TRECHO FORNECIDO
/---
“Harvard perdeu o rumo”. Assim Trump sintetiza o momentum na rede social na qual desfila sua visão de país e de mundo. “Harvard tem contratado todos os wokes, esquerdistas radicais, idiotas e cérebros de passarinho, apenas capazes de ensinar o fracasso para estudantes e líderes do futuro.”
A publicação, com direito a muitas letras maiúsculas, reage ao posicionamento da tradicional universidade americana frente à lista de deveres prescrita pelo chefe da Casa Branca em troca da manutenção de fundos federais.
Até o mundo acadêmico americano se surpreendeu com a reação de Harvard, sintetizada de forma altiva por seu reitor, Alan Garber: “A universidade não abrirá mão da sua independência nem dos seus direitos constitucionais.” Ele avisou também que “nenhum governo, seja ele qual for, pode ditar o que as universidades devem ensinar, quem elas devem contratar e em que áreas de estudo e pesquisa devem seguir”. Harvard parece não ter perdido o rumo, mas pintou-se para guerra.
\---
REGISTROS MOSTRADOS
/---
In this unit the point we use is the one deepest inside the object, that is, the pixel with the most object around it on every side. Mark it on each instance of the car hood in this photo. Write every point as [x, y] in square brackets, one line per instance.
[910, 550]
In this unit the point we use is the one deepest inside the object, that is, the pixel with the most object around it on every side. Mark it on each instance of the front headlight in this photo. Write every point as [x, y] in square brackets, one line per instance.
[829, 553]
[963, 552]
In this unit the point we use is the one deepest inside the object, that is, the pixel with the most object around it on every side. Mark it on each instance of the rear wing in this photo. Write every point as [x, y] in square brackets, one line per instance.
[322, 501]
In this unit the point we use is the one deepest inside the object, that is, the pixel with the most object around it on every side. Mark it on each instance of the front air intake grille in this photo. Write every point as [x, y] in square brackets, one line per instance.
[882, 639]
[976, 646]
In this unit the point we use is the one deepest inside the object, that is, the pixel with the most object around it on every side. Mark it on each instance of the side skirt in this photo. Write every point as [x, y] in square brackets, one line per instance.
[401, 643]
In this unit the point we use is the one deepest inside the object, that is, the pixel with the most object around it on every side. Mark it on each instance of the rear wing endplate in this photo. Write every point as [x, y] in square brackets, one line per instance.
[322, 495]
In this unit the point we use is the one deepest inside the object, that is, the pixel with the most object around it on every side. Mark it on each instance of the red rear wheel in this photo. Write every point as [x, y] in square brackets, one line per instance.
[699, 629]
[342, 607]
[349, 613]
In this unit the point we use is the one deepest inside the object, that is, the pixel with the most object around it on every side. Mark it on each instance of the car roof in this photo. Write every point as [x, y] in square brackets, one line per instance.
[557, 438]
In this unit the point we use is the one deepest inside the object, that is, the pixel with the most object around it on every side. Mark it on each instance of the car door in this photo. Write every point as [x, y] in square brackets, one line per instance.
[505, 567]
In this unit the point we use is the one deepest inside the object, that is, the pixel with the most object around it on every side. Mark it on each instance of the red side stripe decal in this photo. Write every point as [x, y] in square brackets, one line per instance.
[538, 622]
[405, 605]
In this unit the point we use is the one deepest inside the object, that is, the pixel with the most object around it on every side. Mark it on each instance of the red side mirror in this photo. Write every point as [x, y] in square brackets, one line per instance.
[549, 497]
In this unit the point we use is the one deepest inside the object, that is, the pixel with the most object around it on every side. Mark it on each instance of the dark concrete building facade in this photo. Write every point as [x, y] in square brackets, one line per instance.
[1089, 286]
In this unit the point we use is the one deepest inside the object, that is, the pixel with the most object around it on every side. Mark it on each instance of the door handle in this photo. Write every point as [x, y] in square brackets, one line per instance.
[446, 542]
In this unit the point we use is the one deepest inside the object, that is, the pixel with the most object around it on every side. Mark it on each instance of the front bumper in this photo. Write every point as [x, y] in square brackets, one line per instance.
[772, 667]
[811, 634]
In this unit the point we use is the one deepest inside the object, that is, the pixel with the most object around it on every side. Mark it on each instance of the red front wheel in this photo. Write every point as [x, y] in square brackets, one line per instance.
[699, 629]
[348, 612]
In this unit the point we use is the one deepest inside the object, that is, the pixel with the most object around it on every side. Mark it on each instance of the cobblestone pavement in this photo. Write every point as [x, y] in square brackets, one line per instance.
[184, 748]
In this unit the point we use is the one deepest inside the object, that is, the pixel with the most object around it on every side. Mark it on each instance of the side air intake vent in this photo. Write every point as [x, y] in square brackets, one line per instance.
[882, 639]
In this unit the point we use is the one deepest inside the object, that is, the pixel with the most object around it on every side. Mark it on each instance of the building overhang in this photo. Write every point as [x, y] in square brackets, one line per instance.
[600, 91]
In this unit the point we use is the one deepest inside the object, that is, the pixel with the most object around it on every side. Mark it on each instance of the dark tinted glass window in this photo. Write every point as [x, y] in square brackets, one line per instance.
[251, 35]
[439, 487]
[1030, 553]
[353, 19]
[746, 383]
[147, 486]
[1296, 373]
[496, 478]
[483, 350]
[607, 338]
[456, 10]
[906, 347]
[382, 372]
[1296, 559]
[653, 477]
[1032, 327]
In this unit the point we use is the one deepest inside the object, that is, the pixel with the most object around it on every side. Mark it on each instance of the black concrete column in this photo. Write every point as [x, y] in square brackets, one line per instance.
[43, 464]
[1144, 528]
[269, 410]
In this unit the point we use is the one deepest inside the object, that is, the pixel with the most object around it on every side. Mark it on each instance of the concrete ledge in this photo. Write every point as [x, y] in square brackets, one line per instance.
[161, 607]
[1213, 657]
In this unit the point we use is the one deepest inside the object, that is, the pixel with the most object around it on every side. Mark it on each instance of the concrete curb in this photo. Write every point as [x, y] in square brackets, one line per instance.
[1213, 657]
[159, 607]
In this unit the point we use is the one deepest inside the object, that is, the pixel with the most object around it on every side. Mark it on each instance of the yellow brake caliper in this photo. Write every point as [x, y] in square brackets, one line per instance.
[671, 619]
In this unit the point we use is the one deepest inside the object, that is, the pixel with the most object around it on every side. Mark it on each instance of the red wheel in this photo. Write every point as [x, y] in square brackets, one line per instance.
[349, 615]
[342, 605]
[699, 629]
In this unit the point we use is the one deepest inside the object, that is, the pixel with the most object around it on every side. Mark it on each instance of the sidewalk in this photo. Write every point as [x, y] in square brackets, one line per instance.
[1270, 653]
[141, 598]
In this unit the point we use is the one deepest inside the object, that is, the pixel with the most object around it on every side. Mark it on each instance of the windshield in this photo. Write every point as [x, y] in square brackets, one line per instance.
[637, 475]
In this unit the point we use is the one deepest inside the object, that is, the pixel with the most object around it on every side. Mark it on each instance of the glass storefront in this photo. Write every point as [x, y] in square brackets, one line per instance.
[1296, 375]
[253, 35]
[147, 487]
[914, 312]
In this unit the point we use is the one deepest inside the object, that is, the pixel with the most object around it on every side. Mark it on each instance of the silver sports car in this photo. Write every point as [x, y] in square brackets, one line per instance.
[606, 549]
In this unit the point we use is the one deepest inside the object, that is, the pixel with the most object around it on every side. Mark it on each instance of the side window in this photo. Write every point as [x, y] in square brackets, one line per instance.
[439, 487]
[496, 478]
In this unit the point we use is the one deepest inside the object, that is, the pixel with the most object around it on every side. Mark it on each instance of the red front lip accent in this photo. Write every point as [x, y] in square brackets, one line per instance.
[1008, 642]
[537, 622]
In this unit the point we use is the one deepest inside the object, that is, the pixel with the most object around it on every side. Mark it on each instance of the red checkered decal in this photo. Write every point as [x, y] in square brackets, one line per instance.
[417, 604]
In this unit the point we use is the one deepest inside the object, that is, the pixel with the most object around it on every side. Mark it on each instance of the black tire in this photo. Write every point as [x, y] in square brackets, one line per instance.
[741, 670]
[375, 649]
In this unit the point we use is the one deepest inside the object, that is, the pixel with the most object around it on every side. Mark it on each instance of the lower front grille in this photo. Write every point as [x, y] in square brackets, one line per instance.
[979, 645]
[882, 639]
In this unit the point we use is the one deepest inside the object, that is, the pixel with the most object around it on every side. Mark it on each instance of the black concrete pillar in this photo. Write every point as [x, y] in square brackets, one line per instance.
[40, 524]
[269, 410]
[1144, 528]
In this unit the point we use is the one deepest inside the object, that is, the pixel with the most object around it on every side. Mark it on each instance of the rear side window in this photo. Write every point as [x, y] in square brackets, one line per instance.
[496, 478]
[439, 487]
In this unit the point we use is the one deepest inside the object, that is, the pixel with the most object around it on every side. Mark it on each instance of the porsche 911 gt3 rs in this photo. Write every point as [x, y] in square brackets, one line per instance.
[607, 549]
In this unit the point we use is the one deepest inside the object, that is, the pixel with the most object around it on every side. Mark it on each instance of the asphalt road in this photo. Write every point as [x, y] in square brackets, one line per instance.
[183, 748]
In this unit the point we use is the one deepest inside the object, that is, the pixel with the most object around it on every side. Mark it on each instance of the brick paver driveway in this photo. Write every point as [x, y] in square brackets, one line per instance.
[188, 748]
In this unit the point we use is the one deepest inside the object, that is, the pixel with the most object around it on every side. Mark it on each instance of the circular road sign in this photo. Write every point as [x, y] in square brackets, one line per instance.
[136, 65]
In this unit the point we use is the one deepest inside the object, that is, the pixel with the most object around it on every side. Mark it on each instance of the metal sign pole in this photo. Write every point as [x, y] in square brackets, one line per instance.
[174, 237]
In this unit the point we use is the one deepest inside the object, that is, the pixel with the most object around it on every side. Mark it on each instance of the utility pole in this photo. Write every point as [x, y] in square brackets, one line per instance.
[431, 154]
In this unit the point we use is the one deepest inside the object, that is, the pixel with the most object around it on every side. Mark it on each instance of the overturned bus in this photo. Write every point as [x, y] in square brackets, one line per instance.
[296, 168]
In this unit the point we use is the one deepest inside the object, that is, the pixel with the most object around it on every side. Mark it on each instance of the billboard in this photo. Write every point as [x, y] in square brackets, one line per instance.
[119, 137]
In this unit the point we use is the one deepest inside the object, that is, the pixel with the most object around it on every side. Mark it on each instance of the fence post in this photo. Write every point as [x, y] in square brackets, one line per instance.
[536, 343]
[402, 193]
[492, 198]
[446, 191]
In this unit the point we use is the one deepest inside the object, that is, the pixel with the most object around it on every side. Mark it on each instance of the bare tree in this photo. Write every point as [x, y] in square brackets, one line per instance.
\---
TAREFAS A FAZER
• A. Diga se cada afirmação abaixo está de acordo com o texto sobre Harvard e Trump, respondendo sim ou não e citando as palavras do texto que decidem: (i) Alan Garber é o reitor de Harvard; (ii) o mundo acadêmico americano já esperava a reação de Harvard; (iii) a publicação de Trump usou muitas letras maiúsculas.
• B. Dê continuidade ao texto sobre Harvard e Trump a partir do ponto em que ele termina.

RESPOSTAS DAS TAREFAS
• A.
(i) Sim: "sintetizada de forma altiva por seu reitor, Alan Garber".
(ii) Não: "Até o mundo acadêmico americano se surpreendeu com a reação de Harvard".
(iii) Sim: "com direito a muitas letras maiúsculas".

• B.
O intervencionismo de Trump nas universidades deixa transparecer aquele improviso que leva ao jeito tosco de fazer as coisas –pedra de toque do seu segundo mandato. Sabe-se agora que antes da resposta de Garber vir a público, a instituição havia recebido uma primeira lista de deveres, um tanto anódina, com ordens que incluem o veto ao uso de máscaras no campus. Harvard pediu explicações. Dias depois, chegou a resposta, superando em muito os esclarecimentos. Era a lista do cabresto. Ajoelha ou não tem dinheiro.
A reação de Harvard, sob o peso de um congelamento imediato da ordem de US$ 2 bilhões, importa muito. Trata-se de uma instituição privada com 389 anos de história, que hoje depende em parte do financiamento do governo. Seu orçamento total se compõe de doações filantrópicas, receitas com alunos e com educação continuada, patrocínios e investimentos múltiplos.
A instituição tem como seguir em frente, defendendo-se das retaliações de Trump. Fora isso, resta a constatação de que a vida não ficou mais fácil para Columbia (NY) e Northwestern (Chicago), duas universidades que optaram por negociar com o governo em troca da preservação de fundos. Novas condições para o financiamento aterrissam na mesa de reitores, depois que o caminho da intrusão foi aberto.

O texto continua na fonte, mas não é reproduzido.